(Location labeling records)

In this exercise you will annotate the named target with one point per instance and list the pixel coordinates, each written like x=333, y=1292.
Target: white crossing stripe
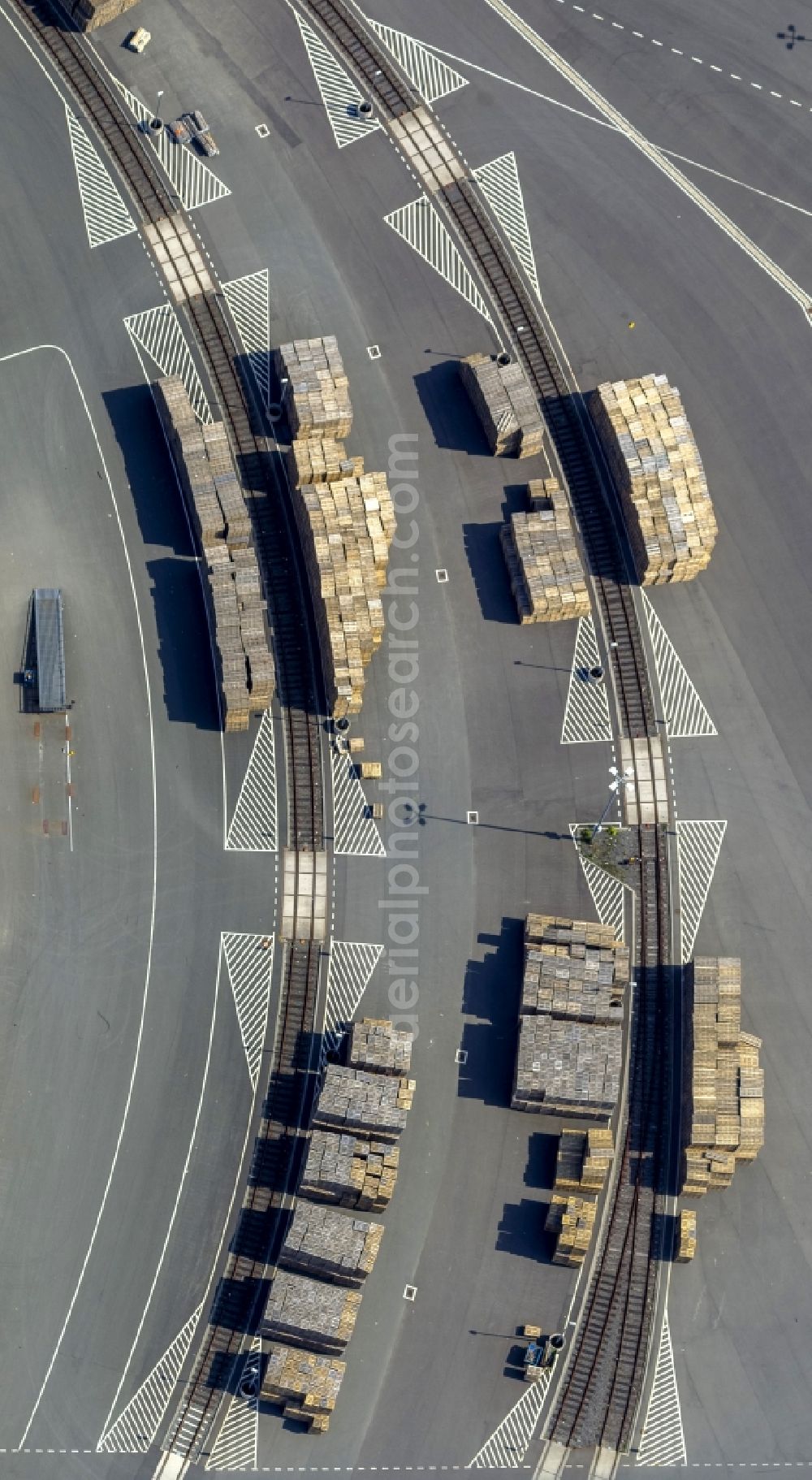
x=508, y=1445
x=502, y=190
x=158, y=333
x=698, y=848
x=663, y=1439
x=248, y=299
x=684, y=712
x=356, y=831
x=607, y=891
x=192, y=181
x=106, y=214
x=253, y=826
x=421, y=225
x=586, y=716
x=133, y=1431
x=426, y=73
x=338, y=91
x=237, y=1442
x=349, y=972
x=250, y=965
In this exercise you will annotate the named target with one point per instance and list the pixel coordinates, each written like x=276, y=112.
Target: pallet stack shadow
x=568, y=1057
x=581, y=1165
x=343, y=514
x=327, y=1254
x=232, y=581
x=543, y=560
x=725, y=1116
x=660, y=477
x=506, y=406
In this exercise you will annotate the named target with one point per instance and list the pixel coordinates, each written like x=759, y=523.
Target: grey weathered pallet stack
x=330, y=1245
x=351, y=1171
x=309, y=1313
x=378, y=1045
x=660, y=475
x=305, y=1383
x=222, y=524
x=543, y=560
x=506, y=406
x=725, y=1122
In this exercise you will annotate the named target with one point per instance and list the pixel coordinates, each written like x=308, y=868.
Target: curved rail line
x=243, y=1289
x=603, y=1383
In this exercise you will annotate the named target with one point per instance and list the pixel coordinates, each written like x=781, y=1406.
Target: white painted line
x=140, y=1038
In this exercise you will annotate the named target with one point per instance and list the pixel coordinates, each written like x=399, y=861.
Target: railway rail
x=243, y=1289
x=603, y=1383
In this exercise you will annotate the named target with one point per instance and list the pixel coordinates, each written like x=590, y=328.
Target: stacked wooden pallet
x=725, y=1121
x=305, y=1383
x=315, y=390
x=574, y=968
x=351, y=1171
x=221, y=520
x=543, y=560
x=330, y=1245
x=660, y=475
x=356, y=1100
x=378, y=1045
x=506, y=406
x=311, y=1313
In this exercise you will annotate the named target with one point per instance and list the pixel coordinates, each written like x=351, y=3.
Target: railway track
x=243, y=1289
x=603, y=1383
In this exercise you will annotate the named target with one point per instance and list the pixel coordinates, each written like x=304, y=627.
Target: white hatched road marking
x=192, y=181
x=104, y=210
x=338, y=91
x=698, y=848
x=250, y=964
x=508, y=1445
x=605, y=889
x=237, y=1442
x=663, y=1439
x=158, y=333
x=253, y=826
x=586, y=716
x=349, y=972
x=502, y=190
x=684, y=712
x=248, y=299
x=430, y=76
x=136, y=1427
x=354, y=828
x=421, y=225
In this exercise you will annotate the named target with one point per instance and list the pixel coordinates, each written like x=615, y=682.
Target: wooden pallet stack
x=378, y=1045
x=330, y=1245
x=543, y=560
x=351, y=1171
x=305, y=1383
x=574, y=970
x=356, y=1100
x=660, y=475
x=315, y=390
x=506, y=406
x=221, y=520
x=725, y=1119
x=311, y=1313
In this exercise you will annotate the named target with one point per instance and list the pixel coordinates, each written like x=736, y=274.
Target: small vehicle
x=138, y=41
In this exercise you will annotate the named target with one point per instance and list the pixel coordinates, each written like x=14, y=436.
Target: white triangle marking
x=250, y=965
x=133, y=1431
x=586, y=716
x=253, y=826
x=698, y=848
x=502, y=190
x=421, y=225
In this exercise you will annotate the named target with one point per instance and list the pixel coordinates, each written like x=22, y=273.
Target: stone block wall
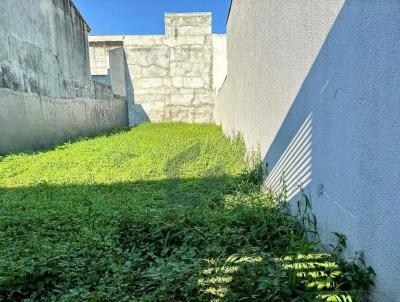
x=172, y=75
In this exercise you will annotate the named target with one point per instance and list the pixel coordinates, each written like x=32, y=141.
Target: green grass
x=162, y=212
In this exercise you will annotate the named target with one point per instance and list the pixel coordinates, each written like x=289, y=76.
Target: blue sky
x=140, y=17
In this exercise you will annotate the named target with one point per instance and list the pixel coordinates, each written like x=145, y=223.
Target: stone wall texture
x=315, y=86
x=172, y=75
x=47, y=94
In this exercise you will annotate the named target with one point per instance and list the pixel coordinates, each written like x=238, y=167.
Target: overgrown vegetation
x=166, y=212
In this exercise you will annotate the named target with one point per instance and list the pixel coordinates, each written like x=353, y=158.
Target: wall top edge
x=80, y=15
x=188, y=14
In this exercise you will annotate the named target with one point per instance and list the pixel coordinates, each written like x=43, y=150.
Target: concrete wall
x=46, y=91
x=315, y=86
x=172, y=74
x=43, y=48
x=220, y=61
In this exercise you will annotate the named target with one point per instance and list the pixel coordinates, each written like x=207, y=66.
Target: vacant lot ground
x=165, y=212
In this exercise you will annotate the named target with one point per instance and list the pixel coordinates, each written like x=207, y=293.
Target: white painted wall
x=220, y=61
x=315, y=85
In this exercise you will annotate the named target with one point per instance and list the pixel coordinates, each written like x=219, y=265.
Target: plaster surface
x=314, y=86
x=47, y=94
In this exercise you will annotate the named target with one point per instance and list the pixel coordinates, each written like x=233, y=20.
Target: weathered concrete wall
x=171, y=74
x=43, y=48
x=46, y=91
x=314, y=84
x=30, y=122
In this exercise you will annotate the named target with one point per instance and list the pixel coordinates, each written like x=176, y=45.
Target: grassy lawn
x=161, y=212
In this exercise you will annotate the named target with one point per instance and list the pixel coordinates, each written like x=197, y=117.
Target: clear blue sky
x=110, y=17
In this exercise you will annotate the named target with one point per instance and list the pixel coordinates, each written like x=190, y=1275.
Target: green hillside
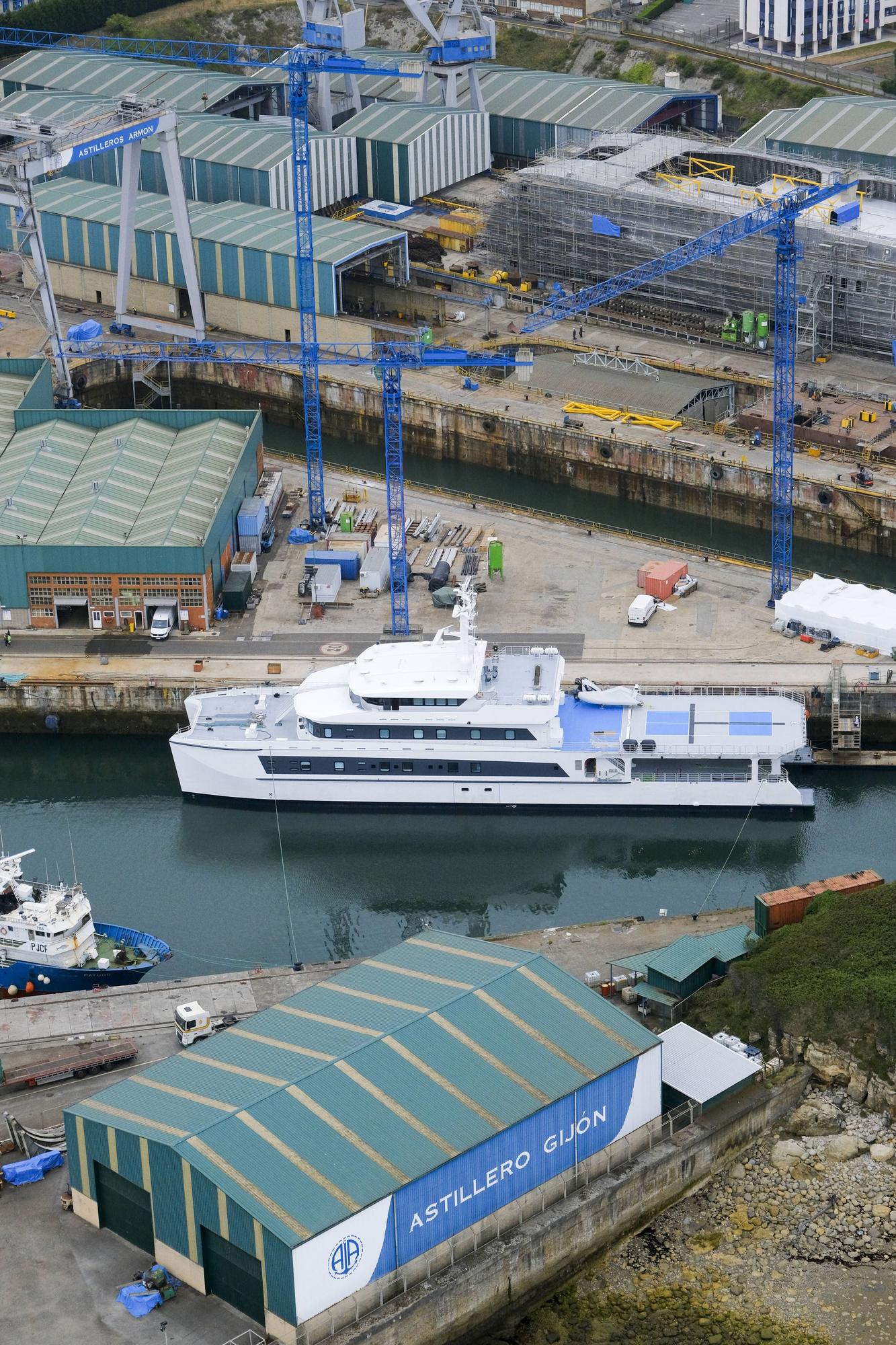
x=831, y=978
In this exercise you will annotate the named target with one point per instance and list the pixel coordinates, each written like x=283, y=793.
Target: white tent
x=853, y=613
x=701, y=1069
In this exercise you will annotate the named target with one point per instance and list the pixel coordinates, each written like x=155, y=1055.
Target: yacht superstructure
x=455, y=723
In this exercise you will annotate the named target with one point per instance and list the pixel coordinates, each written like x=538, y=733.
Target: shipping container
x=350, y=543
x=787, y=906
x=349, y=563
x=643, y=571
x=245, y=562
x=374, y=572
x=326, y=584
x=270, y=490
x=236, y=591
x=252, y=517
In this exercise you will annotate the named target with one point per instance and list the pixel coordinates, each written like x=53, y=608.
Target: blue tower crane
x=386, y=358
x=299, y=65
x=775, y=216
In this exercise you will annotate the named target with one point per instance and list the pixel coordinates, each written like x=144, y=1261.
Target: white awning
x=701, y=1069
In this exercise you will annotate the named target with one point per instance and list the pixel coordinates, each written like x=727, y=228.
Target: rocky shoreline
x=792, y=1245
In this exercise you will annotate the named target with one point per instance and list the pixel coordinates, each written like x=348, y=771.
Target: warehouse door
x=124, y=1208
x=233, y=1276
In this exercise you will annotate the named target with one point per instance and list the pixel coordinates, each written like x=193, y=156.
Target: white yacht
x=454, y=723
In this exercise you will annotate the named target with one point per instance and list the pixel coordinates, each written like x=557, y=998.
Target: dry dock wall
x=645, y=474
x=491, y=1289
x=151, y=709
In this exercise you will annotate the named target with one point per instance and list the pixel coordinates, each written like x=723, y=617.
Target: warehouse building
x=107, y=514
x=849, y=132
x=533, y=114
x=222, y=159
x=116, y=77
x=294, y=1163
x=682, y=968
x=405, y=154
x=245, y=258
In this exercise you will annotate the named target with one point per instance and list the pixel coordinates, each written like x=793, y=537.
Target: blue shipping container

▶ **TASK STATEMENT**: Rewrite all of the entries, swapping "annotate" for "mark" and changing nothing else, and omit the pictures.

▶ **EXPECTED ANSWER**:
In this exercise you will mark the named target with one point per instance and list the pixel coordinates, each written like x=333, y=1292.
Target: white crossing stripe
x=508, y=1445
x=502, y=190
x=158, y=333
x=698, y=848
x=663, y=1439
x=248, y=299
x=684, y=712
x=356, y=831
x=607, y=891
x=192, y=181
x=106, y=214
x=253, y=826
x=421, y=225
x=586, y=716
x=133, y=1431
x=426, y=73
x=338, y=91
x=237, y=1442
x=349, y=972
x=250, y=965
In this exercise you will mark the named target with one point per instance and list the pixel coordinates, each written like x=276, y=112.
Target: pallet stack shadow
x=568, y=1057
x=581, y=1165
x=343, y=514
x=327, y=1254
x=232, y=581
x=543, y=560
x=725, y=1116
x=660, y=477
x=506, y=406
In this exercise you will mark the named target with one point per instance and list the pixel coordinates, each written like x=759, y=523.
Target: grey weathered pallet stack
x=330, y=1245
x=351, y=1171
x=309, y=1313
x=378, y=1045
x=660, y=475
x=305, y=1383
x=222, y=524
x=543, y=560
x=506, y=406
x=725, y=1122
In this exercise you will mark the named target with one point per instance and list the pixel coordinates, each written like x=308, y=868.
Target: curved rail line
x=243, y=1289
x=603, y=1383
In this exercise you will mark the named target with one point per instance and list the pixel coordinates, each written like x=781, y=1406.
Target: white painted line
x=140, y=1038
In this exercise you will mark the named target with one point per instance and list the pixel coordinates, each written like x=399, y=861.
Target: railway rail
x=243, y=1289
x=603, y=1383
In this exercise you will mark the named target with one point per instance and list the pixel coordinates, each written like x=590, y=328.
Target: stacked wooden pallet
x=725, y=1121
x=305, y=1383
x=315, y=390
x=574, y=968
x=351, y=1171
x=221, y=520
x=543, y=560
x=330, y=1245
x=660, y=475
x=356, y=1100
x=378, y=1045
x=506, y=406
x=311, y=1313
In this exercise you will mark the named target with one point per instance and list the pixel coordinates, each written like x=351, y=3.
Target: railway track
x=243, y=1289
x=603, y=1383
In this exercise you will mark the named target with one point per instance and list the pixel coordinates, each written like x=304, y=627.
Target: white hatched road marking
x=192, y=181
x=104, y=210
x=338, y=91
x=698, y=848
x=250, y=964
x=508, y=1445
x=605, y=889
x=237, y=1442
x=663, y=1439
x=158, y=333
x=253, y=826
x=586, y=716
x=349, y=972
x=502, y=190
x=684, y=712
x=248, y=299
x=430, y=76
x=136, y=1427
x=354, y=828
x=421, y=225
In this exercise you will mark the named target with one point per instance and list the pixel coordinates, each written like x=615, y=682.
Target: wooden pallet stack
x=378, y=1045
x=330, y=1245
x=543, y=560
x=351, y=1171
x=305, y=1383
x=574, y=970
x=356, y=1100
x=660, y=475
x=315, y=390
x=506, y=406
x=221, y=520
x=725, y=1119
x=311, y=1313
In this exercise you will mark the named target with one point per instance and list the pixel coordinates, each written like x=736, y=274.
Target: small vehicle
x=138, y=41
In this exercise you will mark the named target with one point per instance and list the pixel coordinates, each written like x=14, y=436.
Target: white triangle marking
x=250, y=965
x=133, y=1431
x=586, y=716
x=253, y=826
x=698, y=848
x=502, y=190
x=421, y=225
In this exercise you will mark the named target with one point per instance and list the pixel coordinates, each written like x=22, y=273.
Target: stone block wall
x=172, y=75
In this exercise you will mark the named target with one point per instance and list the pixel coordinates, each written like x=32, y=141.
Target: green grass
x=162, y=212
In this exercise you will mark the named target with one point per instance and list the pixel coordinates, each written like x=289, y=76.
Target: blue sky
x=140, y=17
In this exercise you will mark the named target with one point per instance and list the pixel coordinates, each written like x=145, y=223.
Target: stone wall texture
x=315, y=86
x=172, y=75
x=47, y=94
In this exercise you will mark the named target with one point per instance and list the pixel coordinates, each written like x=238, y=167.
Target: overgrown vegetation
x=166, y=212
In this exercise you will mark the named target with one point per instance and list the pixel coordinates, each written like x=353, y=158.
Target: wall top edge
x=80, y=15
x=188, y=14
In this exercise you will mark the named target with one point per instance and list the pixel coordinates, each written like x=43, y=150.
Target: concrete wall
x=46, y=91
x=315, y=86
x=172, y=74
x=43, y=48
x=220, y=61
In this exercise you will mark the named target with one point per instance and list the pixel coordinates, each written like x=207, y=66.
Target: vacant lot ground
x=165, y=212
In this exercise you will mark the named target with one point per instance and list the pixel coordinates, each written like x=207, y=293.
Target: white painted wall
x=220, y=61
x=315, y=85
In this exercise you will mark the named target with one point per instance and list the pixel coordinates, each written like x=219, y=265.
Target: plaster surface
x=314, y=86
x=47, y=94
In this exercise you will mark the named target with one point per instance and list the pixel coordinates, each written like x=233, y=20.
Target: weathered concrete wall
x=171, y=74
x=43, y=48
x=46, y=91
x=314, y=84
x=30, y=122
In this exercise you will mark the named target with one point per instance and list the pixel coordinates, each written like x=176, y=45.
Target: grassy lawn
x=161, y=212
In this exercise you will mark the named target with one point per instance and list the pixel coordinates, each written like x=197, y=117.
Target: clear blue sky
x=110, y=17
In this exercise you will mark the named target with one point per instance and list the pixel coordinates, each written like x=190, y=1275.
Target: green hillside
x=831, y=978
In this exercise you will mark the named target with one point per instance and list the pixel coordinates, each written like x=283, y=793.
Target: white tent
x=853, y=613
x=701, y=1069
In this exercise you will mark the named target with one point per instance and list the pixel coordinates, each written like x=155, y=1055.
Target: yacht superstructure
x=455, y=723
In this exercise you will mark the named target with one point per instance and list the pixel coordinates, each written like x=538, y=733.
Target: shipping container
x=350, y=543
x=787, y=906
x=349, y=563
x=643, y=571
x=245, y=562
x=374, y=572
x=326, y=584
x=270, y=490
x=236, y=591
x=252, y=517
In this exercise you will mark the named target with one point per instance and list the pixel coordinates, each written like x=53, y=608.
Target: blue tower crane
x=386, y=358
x=299, y=65
x=775, y=216
In this exercise you will mark the named target with one point per instance and list the pixel coordinates, each written like x=144, y=1261.
Target: white awning
x=701, y=1069
In this exercise you will mark the named target with one point per instance and list the pixel coordinates, each written like x=727, y=228.
Target: rocky shoreline
x=792, y=1245
In this exercise you will mark the named target with one point per instance and list the pixel coordinates, each written like x=348, y=771.
Target: warehouse door
x=124, y=1208
x=233, y=1276
In this exercise you will mark the named target with one point per instance and list the pixel coordinates, each written like x=193, y=156.
Target: white yacht
x=454, y=723
In this exercise you will mark the named target with one point per instance and list the pixel coordinates, each written like x=557, y=998.
Target: dry dock wall
x=645, y=474
x=491, y=1289
x=151, y=709
In this exercise you will mark the named target with one point per instance and list the pixel coordinates, each written like x=723, y=617.
Target: warehouse building
x=107, y=514
x=849, y=132
x=533, y=114
x=222, y=159
x=116, y=77
x=294, y=1163
x=682, y=968
x=405, y=154
x=245, y=258
In this exercise you will mark the named target with one point per instance and list the pixel coordinates, each written like x=793, y=537.
Target: blue shipping container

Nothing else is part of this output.